TASK INSTRUCTIONS:
Copy out the entire passage on Ericsson's HSDPA mobile technology word for word.

SOURCE PASSAGE:

☆ ☆ ☆ ☆ ☆ ☆ ☆

Hakan Eriksson, Ericsson's chief technology officer, said the new technology lets people beam Internet content to their phones at as much as 14 megabits a second compared with 3G's top speed of 384 kilobits a second. That is more than 30 times as fast. Average HSDPA speeds would likely be much slower, though, at about two-to-four megabits a second, Mr. Eriksson added.

Ericsson is hoping to roll out HSDPA later this year. One of its first customers will be the U.S.'s Cingular Wireless, a venture of BellSouth Corp. and SBC Communications Inc.

Mr. Eriksson implied that installing HSDPA won't be that complicated, or expensive, for phone operators. "This is just a software upgrade of the [3G cellular] base station," he said in an interview.

Still, even tech visionaries like Apple Computer Inc. co-founder Steve Wozniak, in Singapore this week speaking at a related technology conference, seem unmoved by the latest phone gizmos.

"I'm not going to be interested in television and other Internet services in a small screen on my cellphone," he said.

Trying to combine the functions of televisions and phones in one device, he said, generally "doesn't work well."

Indeed, plenty of operators don't even believe they are ready for 3G. In China, the world's biggest mobile-phone market, the government continues to hold back on issuing official 3G licenses. Government officials say they are mindful that 3G hasn't been a big financial success for companies that have rolled it out in Europe and other parts of Asia.

☆ ☆ ☆ ☆ ☆ ☆ ☆

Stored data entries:
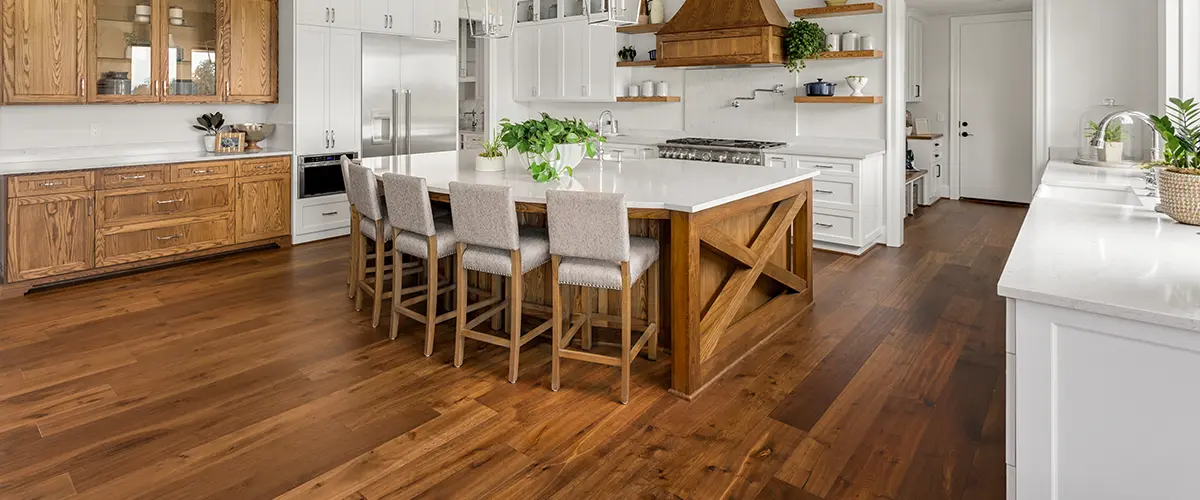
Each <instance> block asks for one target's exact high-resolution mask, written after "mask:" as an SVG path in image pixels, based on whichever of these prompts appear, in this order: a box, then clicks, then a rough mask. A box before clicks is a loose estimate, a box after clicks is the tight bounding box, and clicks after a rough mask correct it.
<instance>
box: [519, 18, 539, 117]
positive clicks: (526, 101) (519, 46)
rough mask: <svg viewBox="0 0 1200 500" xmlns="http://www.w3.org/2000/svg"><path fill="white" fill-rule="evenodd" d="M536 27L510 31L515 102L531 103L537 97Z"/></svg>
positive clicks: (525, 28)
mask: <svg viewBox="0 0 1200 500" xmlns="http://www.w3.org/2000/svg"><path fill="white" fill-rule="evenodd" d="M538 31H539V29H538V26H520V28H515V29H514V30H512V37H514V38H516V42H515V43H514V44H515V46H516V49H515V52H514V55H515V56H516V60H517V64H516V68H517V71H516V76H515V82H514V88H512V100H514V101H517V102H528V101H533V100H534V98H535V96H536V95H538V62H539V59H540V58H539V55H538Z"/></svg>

☆ ☆ ☆ ☆ ☆ ☆ ☆

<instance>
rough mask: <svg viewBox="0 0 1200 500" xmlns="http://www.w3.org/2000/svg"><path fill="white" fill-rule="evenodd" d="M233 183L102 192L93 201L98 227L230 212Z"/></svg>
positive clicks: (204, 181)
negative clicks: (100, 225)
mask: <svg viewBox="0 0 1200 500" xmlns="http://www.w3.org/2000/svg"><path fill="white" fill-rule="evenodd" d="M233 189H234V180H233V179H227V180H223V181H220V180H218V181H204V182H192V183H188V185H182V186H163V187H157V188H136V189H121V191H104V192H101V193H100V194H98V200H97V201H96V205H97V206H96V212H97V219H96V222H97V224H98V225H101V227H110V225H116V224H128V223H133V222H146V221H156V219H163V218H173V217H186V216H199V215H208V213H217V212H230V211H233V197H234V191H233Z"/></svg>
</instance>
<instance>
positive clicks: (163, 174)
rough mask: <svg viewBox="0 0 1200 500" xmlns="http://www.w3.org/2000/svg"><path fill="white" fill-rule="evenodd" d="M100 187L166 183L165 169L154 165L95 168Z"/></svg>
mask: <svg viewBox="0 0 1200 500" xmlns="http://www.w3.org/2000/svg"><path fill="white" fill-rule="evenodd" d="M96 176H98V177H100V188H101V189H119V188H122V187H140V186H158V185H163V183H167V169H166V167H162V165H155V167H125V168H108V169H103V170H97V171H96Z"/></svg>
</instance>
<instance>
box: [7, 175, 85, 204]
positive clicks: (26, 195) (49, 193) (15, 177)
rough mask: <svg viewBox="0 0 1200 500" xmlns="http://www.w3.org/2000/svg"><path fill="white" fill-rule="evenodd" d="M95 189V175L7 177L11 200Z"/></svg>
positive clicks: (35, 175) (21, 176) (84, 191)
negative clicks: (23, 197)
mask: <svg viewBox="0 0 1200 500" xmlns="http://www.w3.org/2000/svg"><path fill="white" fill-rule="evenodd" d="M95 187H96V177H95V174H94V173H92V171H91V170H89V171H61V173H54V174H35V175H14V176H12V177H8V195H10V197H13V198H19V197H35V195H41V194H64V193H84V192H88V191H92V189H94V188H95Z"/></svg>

☆ ☆ ☆ ☆ ☆ ☆ ☆

RESPONSE BELOW:
Hakan Eriksson, Ericsson's chief technology officer, said the new technology lets people beam Internet content to their phones at as much as 14 megabits a second compared with 3G's top speed of 384 kilobits a second. That is more than 30 times as fast. Average HSDPA speeds would likely be much slower, though, at about two-to-four megabits a second, Mr. Eriksson added.

Ericsson is hoping to roll out HSDPA later this year. One of its first customers will be the U.S.'s Cingular Wireless, a venture of BellSouth Corp. and SBC Communications Inc.

Mr. Eriksson implied that installing HSDPA won't be that complicated, or expensive, for phone operators. "This is just a software upgrade of the [3G cellular] base station," he said in an interview.

Still, even tech visionaries like Apple Computer Inc. co-founder Steve Wozniak, in Singapore this week speaking at a related technology conference, seem unmoved by the latest phone gizmos.

"I'm not going to be interested in television and other Internet services in a small screen on my cellphone," he said.

Trying to combine the functions of televisions and phones in one device, he said, generally "doesn't work well."

Indeed, plenty of operators don't even believe they are ready for 3G. In China, the world's biggest mobile-phone market, the government continues to hold back on issuing official 3G licenses. Government officials say they are mindful that 3G hasn't been a big financial success for companies that have rolled it out in Europe and other parts of Asia.